◆ Metin Parçası
════

Şimdi ise 6 Şubat’ta yaşanan deprem sonrasında on binlerce kişinin hayatını kaybettiği, yaralandığı, evsiz kaldığı bir dönemden geçiyoruz.
Patriyarkal kapitalizmin yol açtığı yıkım, bizlere doğal afet diye açıklanmaya çalışılıyor. Doğayı, kentleri rant uğruna mahvedenler, afete müdahale biçimleriyle de insan hayatına zerre önem vermediklerini gösteriyor. Deprem bölgesinde dayanışma kurmak için seferber olan insanları polisle tehdit edip baskı uygulayarak dayanışmayı kriminalize etmeye ve insanları birbirine düşman hale getirmeye çalışıyor.
Üzgünüz, Öfkeliyiz!
Biz kadınlar; insan hayatının hiçe sayılmasını, devletin krizleri yönetme, sorumluluğunu yerine getirme konusundaki acizliğini ve bunun sonuçlarını çok iyi biliyoruz!
Bu iktidarı;
Bir gecede İstanbul Sözleşmesi’ni iptal ederek milyonlarca kadının hayatını tehlikeye atmasından, 6284’e karşı saldırıların önünü açmasından, erkek şiddetini teşvik etmesinden tanıyoruz.
Erkek şiddetine maruz kaldığı için şikâyete giden kadınları karakollardan evlere geri göndermesinden; mahkemelerde tecavüzcü ve katil erkekleri, erkeklik indirimleriyle affetmesinden; hayatına sahip çıkan kadınlara ağır cezalar vermesinden; nafaka hakkına saldırmasından; kürtajı engellemeye çalışmasından; kamu kreşlerini kapatıp çocuk bakımını özel sektöre ve yoksulları da cemaat ve tarikat kreşlerine mecbur bırakmasından; ev içindeki tüm iş yükünü kadınların sırtına yüklerken kadınları sermayeye ucuz iş gücü haline getirmesinden tanıyoruz.
Kadınları aileye hapseden, aile dışında var olmalarını kabul etmeyen politikalarından, LGBTİ+’ları hedefe koymasından, çocuk yaşta evlilikleri meşrulaştırmaya çalışmasından tanıyoruz.

════

◆ Veri Kayıtları
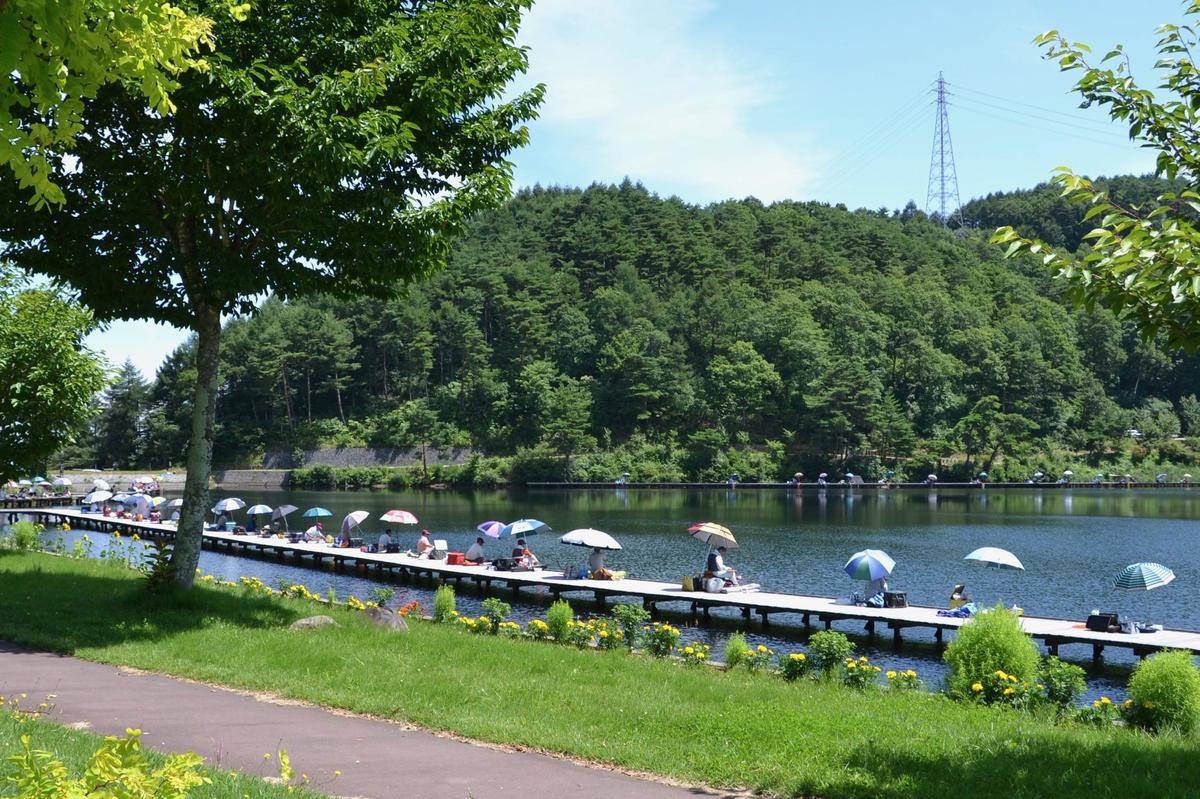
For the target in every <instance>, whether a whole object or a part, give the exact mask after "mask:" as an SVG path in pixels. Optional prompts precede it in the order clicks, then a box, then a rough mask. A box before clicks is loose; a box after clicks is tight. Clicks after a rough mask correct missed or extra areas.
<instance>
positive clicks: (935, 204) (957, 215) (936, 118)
mask: <svg viewBox="0 0 1200 799" xmlns="http://www.w3.org/2000/svg"><path fill="white" fill-rule="evenodd" d="M935 91H936V95H937V113H936V121H935V122H934V149H932V151H931V152H930V154H929V187H928V190H926V192H925V214H929V212H930V209H937V214H938V220H940V221H941V223H942V227H943V228H944V227H947V226H949V223H950V220H952V218H953V217H958V221H959V227H961V226H962V210H961V205H962V203H961V202H960V200H959V174H958V170H956V169H955V168H954V144H953V142H952V140H950V115H949V108H948V107H949V103H948V102H947V101H946V97H947V94H948V92H947V91H946V79H944V78H943V77H942V73H941V72H938V73H937V88H936V89H935Z"/></svg>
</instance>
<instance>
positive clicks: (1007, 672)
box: [966, 668, 1040, 708]
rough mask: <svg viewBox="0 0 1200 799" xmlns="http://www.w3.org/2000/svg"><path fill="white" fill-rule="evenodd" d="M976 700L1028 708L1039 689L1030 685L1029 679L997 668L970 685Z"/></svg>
mask: <svg viewBox="0 0 1200 799" xmlns="http://www.w3.org/2000/svg"><path fill="white" fill-rule="evenodd" d="M966 696H968V697H971V699H973V701H974V702H982V703H983V704H1002V705H1007V707H1010V708H1028V707H1030V705H1032V704H1033V703H1034V701H1036V698H1037V697H1039V696H1040V695H1039V693H1038V689H1037V687H1036V686H1033V685H1030V683H1028V680H1021V679H1020V678H1018V677H1016V675H1015V674H1009V673H1008V672H1006V671H1003V669H1001V668H997V669H996V671H995V672H992V673H990V674H984V675H983V677H980V678H979V679H978V680H976V681H974V683H972V684H971V685H970V693H967V695H966Z"/></svg>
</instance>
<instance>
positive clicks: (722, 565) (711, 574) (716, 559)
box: [704, 547, 738, 585]
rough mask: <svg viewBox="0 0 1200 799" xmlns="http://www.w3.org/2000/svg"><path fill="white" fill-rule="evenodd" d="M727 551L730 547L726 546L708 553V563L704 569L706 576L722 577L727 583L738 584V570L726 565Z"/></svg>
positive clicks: (728, 584) (725, 582) (732, 584)
mask: <svg viewBox="0 0 1200 799" xmlns="http://www.w3.org/2000/svg"><path fill="white" fill-rule="evenodd" d="M726 552H728V549H726V548H725V547H716V548H715V549H713V551H712V552H709V553H708V565H707V569H706V571H704V577H720V578H721V579H724V581H725V584H726V585H737V584H738V572H736V571H733V570H732V569H731V567H728V566H726V565H725V553H726Z"/></svg>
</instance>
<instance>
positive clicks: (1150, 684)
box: [1129, 651, 1200, 733]
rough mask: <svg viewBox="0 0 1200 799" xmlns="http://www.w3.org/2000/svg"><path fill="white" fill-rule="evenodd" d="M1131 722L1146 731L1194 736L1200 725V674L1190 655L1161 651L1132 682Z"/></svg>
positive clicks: (1131, 678) (1130, 695) (1167, 651)
mask: <svg viewBox="0 0 1200 799" xmlns="http://www.w3.org/2000/svg"><path fill="white" fill-rule="evenodd" d="M1129 698H1130V699H1133V707H1132V708H1130V709H1129V720H1130V721H1133V722H1134V723H1136V725H1139V726H1141V727H1145V728H1146V729H1166V728H1174V729H1178V731H1180V732H1182V733H1190V732H1192V731H1193V729H1195V727H1196V722H1198V721H1200V672H1198V671H1196V667H1195V666H1194V665H1193V661H1192V655H1190V653H1186V651H1160V653H1158V654H1157V655H1152V656H1151V657H1148V659H1146V660H1144V661H1141V662H1140V663H1138V667H1136V668H1134V669H1133V675H1132V677H1130V678H1129Z"/></svg>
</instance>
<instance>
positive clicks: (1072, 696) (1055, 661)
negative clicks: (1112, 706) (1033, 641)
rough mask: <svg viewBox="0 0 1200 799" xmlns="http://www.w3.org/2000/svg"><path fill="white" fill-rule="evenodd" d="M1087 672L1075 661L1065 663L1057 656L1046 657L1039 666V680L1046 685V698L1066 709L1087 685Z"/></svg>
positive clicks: (1077, 697) (1042, 683) (1082, 690)
mask: <svg viewBox="0 0 1200 799" xmlns="http://www.w3.org/2000/svg"><path fill="white" fill-rule="evenodd" d="M1085 674H1086V672H1084V669H1082V668H1080V667H1079V666H1075V665H1074V663H1064V662H1062V661H1061V660H1058V659H1057V657H1046V659H1044V660H1043V661H1042V663H1040V665H1039V666H1038V681H1039V683H1042V684H1043V686H1045V696H1046V699H1049V701H1050V702H1052V703H1054V704H1056V705H1058V709H1060V710H1066V709H1067V708H1069V707H1070V705H1073V704H1074V703H1075V699H1076V698H1079V696H1080V695H1081V693H1082V692H1084V689H1085V687H1087V681H1086V680H1085V679H1084V678H1085Z"/></svg>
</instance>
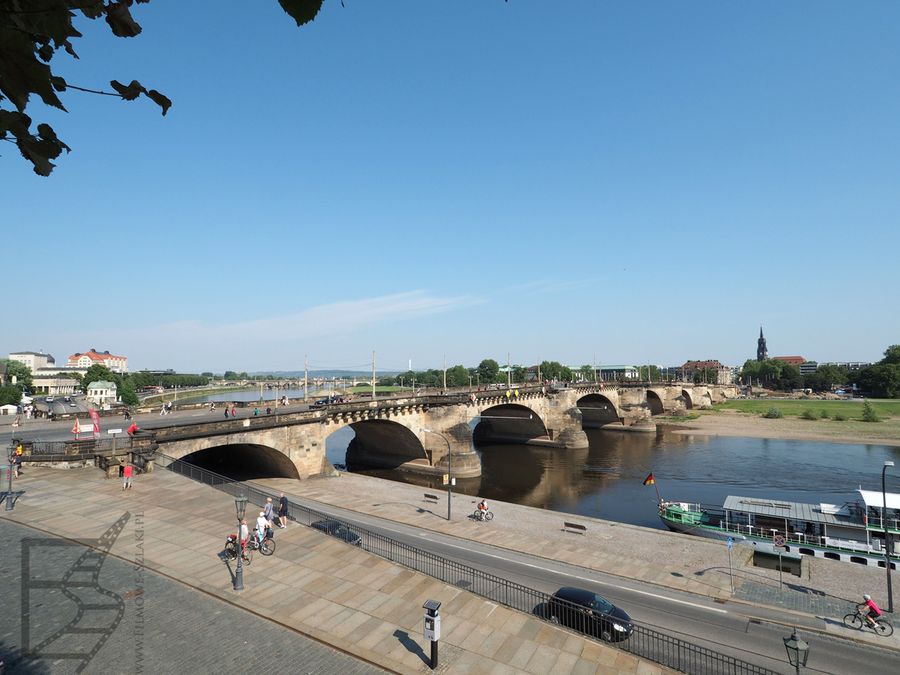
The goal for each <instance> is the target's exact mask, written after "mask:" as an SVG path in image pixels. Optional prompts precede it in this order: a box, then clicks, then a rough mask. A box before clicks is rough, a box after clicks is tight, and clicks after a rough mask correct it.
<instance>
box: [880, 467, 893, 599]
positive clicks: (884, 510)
mask: <svg viewBox="0 0 900 675" xmlns="http://www.w3.org/2000/svg"><path fill="white" fill-rule="evenodd" d="M889 466H894V463H893V462H892V461H890V460H888V461H887V462H885V463H884V466H883V467H881V500H882V502H881V506H882V507H881V528H882V529H883V530H884V569H885V570H886V572H887V575H888V611H889V612H891V613H892V614H893V613H894V593H893V591H892V590H891V533H890V532H888V530H887V491H886V490H885V487H884V474H885V473H886V472H887V468H888V467H889Z"/></svg>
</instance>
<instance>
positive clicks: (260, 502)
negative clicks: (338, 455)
mask: <svg viewBox="0 0 900 675" xmlns="http://www.w3.org/2000/svg"><path fill="white" fill-rule="evenodd" d="M157 465H158V466H161V467H163V468H166V469H168V470H170V471H172V472H174V473H179V474H181V475H183V476H186V477H188V478H190V479H192V480H196V481H198V482H200V483H203V484H205V485H209V486H211V487H214V488H216V489H219V490H222V491H224V492H227V493H228V494H231V495H235V496H237V495H238V494H243V495H245V496H247V497H248V498H249V499H250V501H251V502H253V503H256V504H265V503H266V497H269V496H271V491H269V490H264V489H262V488H259V487H256V486H254V485H252V484H251V483H244V482H241V481H237V480H235V479H233V478H229V477H228V476H223V475H221V474H217V473H215V472H213V471H209V470H207V469H203V468H201V467H198V466H194V465H193V464H189V463H187V462H185V461H183V460H180V459H175V458H173V457H169V456H168V455H165V454H162V453H157ZM288 517H289V518H291V519H292V520H295V521H297V522H300V523H302V524H305V525H311V524H313V523H314V522H317V521H320V520H332V521H338V522H341V523H342V524H343V525H345V526H346V527H348V528H352V530H353V531H354V532H356V533H357V534H358V535H359V536H360V540H361V546H362V548H364V549H365V550H367V551H368V552H370V553H373V554H375V555H378V556H381V557H382V558H386V559H387V560H390V561H392V562H395V563H398V564H401V565H403V566H405V567H408V568H410V569H413V570H416V571H418V572H421V573H423V574H426V575H428V576H431V577H434V578H436V579H440V580H441V581H444V582H446V583H450V584H453V585H454V586H457V587H460V588H465V589H466V590H467V591H470V592H472V593H475V594H476V595H480V596H482V597H485V598H488V599H490V600H492V601H494V602H497V603H500V604H503V605H506V606H507V607H511V608H513V609H516V610H519V611H523V612H526V613H529V614H533V615H535V616H537V617H539V618H541V619H544V620H546V621H549V620H550V619H551V616H550V612H549V602H550V597H551V596H550V595H548V594H547V593H544V592H542V591H538V590H535V589H532V588H529V587H527V586H524V585H522V584H518V583H515V582H513V581H508V580H507V579H503V578H501V577H497V576H495V575H493V574H489V573H487V572H483V571H481V570H478V569H476V568H474V567H469V566H468V565H463V564H462V563H458V562H456V561H453V560H448V559H446V558H443V557H441V556H440V555H438V554H436V553H432V552H431V551H426V550H424V549H421V548H418V547H415V546H411V545H409V544H406V543H404V542H401V541H398V540H396V539H392V538H390V537H387V536H385V535H383V534H380V533H378V532H373V531H371V530H369V529H367V528H365V527H363V526H360V525H357V524H355V523H348V522H343V521H341V520H340V519H339V518H335V517H333V516H331V515H329V514H327V513H323V512H321V511H317V510H315V509H312V508H310V507H308V506H304V505H302V504H298V503H295V502H291V501H290V500H289V501H288ZM569 609H571V608H569ZM583 617H584V613H583V611H581V610H579V611H578V612H577V613H573V612H570V611H567V610H566V608H564V609H563V616H561V617H557V618H558V619H559V620H560V621H561V623H563V624H566V625H570V626H573V627H575V628H577V629H578V630H579V631H580V632H584V633H586V637H588V638H589V639H590V638H592V637H593V636H592V635H590V634H589V633H592V632H595V633H597V634H598V636H599V626H600V625H602V623H603V621H604V619H605V618H609V617H608V616H605V615H601V616H600V617H599V618H595V619H591V620H587V619H585V618H583ZM569 619H572V620H571V621H570V620H569ZM586 621H589V622H588V623H585V622H586ZM579 622H580V623H579ZM604 644H607V643H604ZM609 644H610V645H611V646H615V647H617V648H619V649H622V650H623V651H626V652H629V653H631V654H634V655H635V656H638V657H640V658H644V659H647V660H650V661H654V662H656V663H659V664H662V665H663V666H666V667H668V668H672V669H674V670H678V671H680V672H685V673H696V674H698V675H719V674H723V673H729V674H734V675H775V671H773V670H770V669H768V668H765V667H763V666H758V665H755V664H752V663H749V662H747V661H743V660H741V659H737V658H735V657H733V656H730V655H728V654H722V653H721V652H716V651H714V650H712V649H708V648H707V647H701V646H699V645H695V644H693V643H691V642H688V641H686V640H682V639H681V638H678V637H675V636H673V635H668V634H666V633H663V632H661V631H658V630H655V629H653V628H649V627H647V626H643V625H640V624H635V625H634V632H633V633H632V634H631V636H630V637H629V638H628V639H626V640H623V641H621V642H617V643H609Z"/></svg>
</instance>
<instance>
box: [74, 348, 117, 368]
mask: <svg viewBox="0 0 900 675" xmlns="http://www.w3.org/2000/svg"><path fill="white" fill-rule="evenodd" d="M94 364H98V365H101V366H106V367H107V368H109V369H110V370H111V371H113V372H114V373H127V372H128V357H127V356H116V355H115V354H110V353H109V350H107V351H105V352H98V351H97V350H96V349H94V348H93V347H91V348H90V350H89V351H86V352H76V353H75V354H72V355H71V356H70V357H69V361H68V363H67V364H66V365H68V366H69V368H90V367H91V366H93V365H94Z"/></svg>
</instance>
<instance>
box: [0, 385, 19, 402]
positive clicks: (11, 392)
mask: <svg viewBox="0 0 900 675" xmlns="http://www.w3.org/2000/svg"><path fill="white" fill-rule="evenodd" d="M21 401H22V392H21V391H20V390H19V388H18V387H17V386H15V385H12V384H8V385H4V386H2V387H0V405H19V403H20V402H21Z"/></svg>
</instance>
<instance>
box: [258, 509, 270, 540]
mask: <svg viewBox="0 0 900 675" xmlns="http://www.w3.org/2000/svg"><path fill="white" fill-rule="evenodd" d="M268 527H269V520H268V519H267V518H266V512H265V511H260V512H259V517H258V518H257V519H256V537H257V539H259V543H260V544H261V543H263V541H264V540H265V538H266V529H267V528H268Z"/></svg>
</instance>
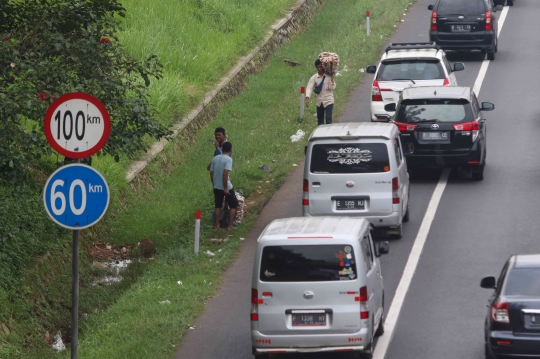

════

◆ Yapılacak İşler
[1] Aşağıdaki ifadelerin metin parçasıyla uyuşup uyuşmadığını "evet" ya da "hayır" diye belirtiniz ve her yanıtı metin parçasındaki belirleyici sözcükleri aynen alıntılayarak destekleyiniz.
(a) Deprem 6 Şubat'ta yaşanmıştır.
(b) İktidar, İstanbul Sözleşmesi'ni uzun bir süreç içinde iptal etmiştir.
(c) Deprem bölgesinde dayanışma kurmak isteyenler polisle tehdit edilmektedir.
[2] Metin parçasına dayanarak aşağıdaki soruları yanıtlayınız.
(a) Patriyarkal kapitalizmin yol açtığı yıkım nasıl açıklanmaya çalışılıyor?
(b) Kamu kreşleri kapatıldıktan sonra yoksullar hangi kreşlere mecbur bırakılıyor?
(c) Mahkemelerde tecavüzcü ve katil erkekler neyle affediliyor?
[3] Metin parçasını iki cümlede özetleyiniz.

◆ Yanıt Listesi
[1]
(a) Evet: "6 Şubat’ta yaşanan deprem"
(b) Hayır: "Bir gecede İstanbul Sözleşmesi’ni iptal ederek"
(c) Evet: "Deprem bölgesinde dayanışma kurmak için seferber olan insanları polisle tehdit edip"

[2]
(a) Doğal afet diye açıklanmaya çalışılıyor.
(b) Cemaat ve tarikat kreşlerine mecbur bırakılıyor.
(c) Erkeklik indirimleriyle affediliyor.

[3] Metin parçası, 6 Şubat depreminin ardından patriyarkal kapitalizmin yol açtığı yıkımın doğal afet diye açıklanmaya çalışıldığını ve deprem bölgesindeki dayanışmanın polis baskısıyla kriminalize edilmek istendiğini ileri sürer. Ardından kadınların iktidarı İstanbul Sözleşmesi’nin iptali, erkek şiddetinin teşvik edilmesi, nafaka ve kürtaj haklarına yönelik saldırılar, kadınları aileye hapseden politikalar ve LGBTİ+’ların hedefe konması gibi uygulamalardan tanıdığını belirtir.